▶ [What to work on]: Exactly as written, print each of the entries.
-- The data follows --
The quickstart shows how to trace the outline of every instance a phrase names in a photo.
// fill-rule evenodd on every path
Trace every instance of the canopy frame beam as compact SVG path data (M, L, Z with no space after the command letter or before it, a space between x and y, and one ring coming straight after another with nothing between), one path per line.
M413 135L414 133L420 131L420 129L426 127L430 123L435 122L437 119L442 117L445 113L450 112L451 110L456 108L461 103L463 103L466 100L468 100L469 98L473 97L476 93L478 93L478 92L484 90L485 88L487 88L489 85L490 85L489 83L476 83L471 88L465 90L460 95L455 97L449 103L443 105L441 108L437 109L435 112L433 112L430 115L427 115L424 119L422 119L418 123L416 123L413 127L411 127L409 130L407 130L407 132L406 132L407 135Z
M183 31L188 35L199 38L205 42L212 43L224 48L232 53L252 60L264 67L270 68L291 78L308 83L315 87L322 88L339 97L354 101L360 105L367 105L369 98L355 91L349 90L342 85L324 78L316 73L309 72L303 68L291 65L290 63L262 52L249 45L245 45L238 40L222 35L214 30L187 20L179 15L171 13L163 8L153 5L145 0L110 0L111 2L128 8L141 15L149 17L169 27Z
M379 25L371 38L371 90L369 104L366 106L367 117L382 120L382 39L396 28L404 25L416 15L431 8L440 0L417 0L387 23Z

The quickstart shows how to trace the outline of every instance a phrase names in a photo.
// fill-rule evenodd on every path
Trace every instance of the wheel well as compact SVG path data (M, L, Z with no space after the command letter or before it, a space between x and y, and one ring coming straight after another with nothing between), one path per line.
-- The data concluded --
▶ [Problem solution]:
The quickstart shows how to trace the outline of every instance a phrase names in a photo.
// fill-rule evenodd on every path
Trace every instance of the canopy frame beam as compact SVG path data (M, L, Z with no space after the command letter or before it, a space between x and y, and one ring coming straight after another with nothing between), one path per line.
M413 135L414 133L420 131L420 129L426 127L430 123L435 122L437 119L442 117L445 113L450 112L451 110L456 108L461 103L463 103L466 100L468 100L469 98L473 97L476 93L478 93L478 92L484 90L485 88L487 88L489 85L490 85L489 83L476 83L471 88L465 90L460 95L455 97L449 103L443 105L441 108L437 109L435 112L433 112L430 115L427 115L424 119L422 119L418 123L416 123L413 127L411 127L409 130L407 130L407 132L406 132L407 135Z
M183 31L188 35L199 38L205 42L212 43L224 48L232 53L252 60L264 67L270 68L291 78L308 83L315 87L322 88L339 97L354 101L360 105L367 105L369 98L355 91L349 90L342 85L324 78L316 73L309 72L303 68L291 65L290 63L262 52L249 45L245 45L238 40L222 35L214 30L187 20L179 15L171 13L163 8L153 5L145 0L110 0L111 2L128 8L141 15L149 17L169 27Z
M379 25L371 38L371 90L369 104L366 106L367 117L382 120L382 39L396 28L404 25L416 15L431 8L440 0L417 0L387 23Z

The quickstart shows how to trace the outline of every instance a phrase names in a photo.
// fill-rule evenodd on every path
Trace every instance of the wheel well as compact SVG path data (M, L, Z with no space after the command letter or before it, a space between x and y, and one ring coming straight after another with nothing between), one path per line.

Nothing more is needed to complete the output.